TASK REQUIREMENTS - In the passage below on the frailty of modern art, what did the analysis of a high-priced vermilion from an eminent dealer find?

== DOCUMENT

The Frailty of Modern Art.—The old masters made their own colors. The material which entered into their pigments came to them unadulterated, and the excellence of the paint depended on the brain mixed in it. Hence, their paintings to-day, though lacking somewhat freshness of color, have a mellowness which age can only give to pigments of the highest excellence. Modern pictures will not ripen, their colors fade, and the mellowness of the old masters is unattainable. Holman Hunt, of England, has called the attention of lovers of the fine arts to this deplorable fact. And the reasons are given. The artist's colors are no longer made by himself. Their manufacture is a business from whose secrets he is shut out. Artist's colors are subject to fearful adulteration. Even the oils cannot be genuine, as things go. The materials of which they are made go to the maker in a sophisticated state. Linseed and poppy-seed are adulterated before they reach the oil-maker's hands. So too, is it generally with the crude material for the pigments. A high-priced vermilion from an eminent dealer, upon analysis, yielded twelve per cent, of red lead. So the artist, who puts his whole life and soul into a painting that should be "a joy forever," has this immortality of art quenched by the use of dishonest paint.

====
== MATERIAL SHOWN

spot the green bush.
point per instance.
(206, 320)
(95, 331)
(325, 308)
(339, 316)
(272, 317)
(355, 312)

====

RESPONSE TO THIS EXERCISE - It contained twelve percent red lead.